* Start Given text *

Suggest words with transposed chars

Bug: 3193883 Change-Id: I884b669258bfc522bc04e14f22a7646164a4cac5
2010-12-09 22:08:33 +09:00 · 2010-12-09 22:08:33 +09:00 · a3d78f606e
parent 3f7eac0d2c
commit a3d78f606e
3 changed files with 110 additions and 46 deletions
--- a/native/src/defines.h
+++ b/native/src/defines.h
@ -24,13 +24,17 @@
 #define LOG_TAG "LatinIME: "
 #endif
 #define DEBUG_DICT true
-#define DEBUG_SHOW_FOUND_WORD false
-#define DEBUG_NODE true
+#define DEBUG_DICT_FULL true
+#define DEBUG_SHOW_FOUND_WORD DEBUG_DICT_FULL
+#define DEBUG_NODE DEBUG_DICT_FULL
+#define DEBUG_TRACE DEBUG_DICT_FULL
 #else // FLAG_DBG
 #define LOGI
 #define DEBUG_DICT false
+#define DEBUG_DICT_FULL false
 #define DEBUG_SHOW_FOUND_WORD false
 #define DEBUG_NODE false
+#define DEBUG_TRACE false
 #endif // FLAG_DBG

 #ifndef U_SHORT_MAX
@ -58,6 +62,12 @@
 #define SUGGEST_WORDS_WITH_MISSING_CHARACTER true
 #define SUGGEST_WORDS_WITH_MISSING_SPACE_CHARACTER true
 #define SUGGEST_WORDS_WITH_EXCESSIVE_CHARACTER true
+#define SUGGEST_WORDS_WITH_TRANSPOSED_CHARACTERS true
+
+#define WORDS_WITH_MISSING_CHARACTER_DEMOTION_RATE 75
+#define WORDS_WITH_MISSING_SPACE_CHARACTER_DEMOTION_RATE 80
+#define WORDS_WITH_EXCESSIVE_CHARACTER_DEMOTION_RATE 75
+#define WORDS_WITH_TRANSPOSED_CHARACTERS_DEMOTION_RATE 60

 // This should be greater than or equal to MAX_WORD_LENGTH defined in BinaryDictionary.java
 // This is only used for the size of array. Not to be used in c functions.

* End Given text *

> **Directions**: What demotion rate does the commit define for words with transposed characters? Rely only on the commit shown here.

* Start Material shown *

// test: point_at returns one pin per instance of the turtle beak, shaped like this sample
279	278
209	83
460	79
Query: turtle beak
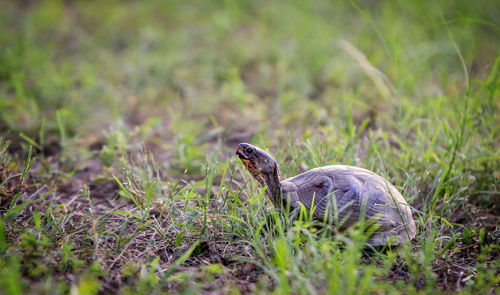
241	153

* End Material shown *

> **Full output**: 60